# [STATED PROBLEM]
Copy out the listing below, substituting "mark" for each occurrence of "tag" and keeping everything else the same.

□ □ □ □ □

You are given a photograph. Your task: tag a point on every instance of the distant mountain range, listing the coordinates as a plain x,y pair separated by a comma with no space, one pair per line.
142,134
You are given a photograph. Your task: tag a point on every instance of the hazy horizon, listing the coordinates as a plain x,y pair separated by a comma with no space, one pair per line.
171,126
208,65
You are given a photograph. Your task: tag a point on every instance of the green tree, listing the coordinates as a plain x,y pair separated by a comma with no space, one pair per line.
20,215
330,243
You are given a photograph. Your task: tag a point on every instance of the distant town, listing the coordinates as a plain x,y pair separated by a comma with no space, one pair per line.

□ □ □ □ □

# [SOLUTION TO THIS EXERCISE]
You are given a photograph. Your task: mark a point on every instance of the distant mountain range, listing the coordinates as a plain x,y pair separated by a comma with no space, one pair per line.
142,134
You are given a photograph. Your task: mark a point on every instance of the hazy horizon, listing the coordinates as a plain x,y pair separated by a comma with no space, one pair per line.
171,126
208,65
You are given a photograph. Your task: mark a point on every instance of the green tree, listing the coordinates as a plain x,y pair separated by a comma with no space, one pair per line.
20,215
330,243
You are given a photograph. Your task: mark a point on every instance of the distant town, listing the coordinates as a plain x,y pair separated by a comma with no space, one pair per line.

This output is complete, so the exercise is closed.